Given request: Report every line in the rows below that contains the word "Target", copying each such line in full.

######

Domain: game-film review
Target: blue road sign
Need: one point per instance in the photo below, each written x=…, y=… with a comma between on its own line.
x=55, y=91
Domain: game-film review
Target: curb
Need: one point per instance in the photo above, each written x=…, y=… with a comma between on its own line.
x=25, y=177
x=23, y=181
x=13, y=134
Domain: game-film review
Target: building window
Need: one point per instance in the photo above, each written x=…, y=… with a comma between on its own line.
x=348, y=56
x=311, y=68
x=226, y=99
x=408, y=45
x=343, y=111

######

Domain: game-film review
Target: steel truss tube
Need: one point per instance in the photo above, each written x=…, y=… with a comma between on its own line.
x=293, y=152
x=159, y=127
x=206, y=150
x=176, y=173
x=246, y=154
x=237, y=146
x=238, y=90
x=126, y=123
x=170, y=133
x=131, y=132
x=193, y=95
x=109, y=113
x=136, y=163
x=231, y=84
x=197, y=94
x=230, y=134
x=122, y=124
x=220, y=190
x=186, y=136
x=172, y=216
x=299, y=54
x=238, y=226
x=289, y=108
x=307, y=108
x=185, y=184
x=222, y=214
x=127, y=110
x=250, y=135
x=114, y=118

######

Written reply:
Target: blue road sign
Target: curb
Target: building window
Target: steel truss tube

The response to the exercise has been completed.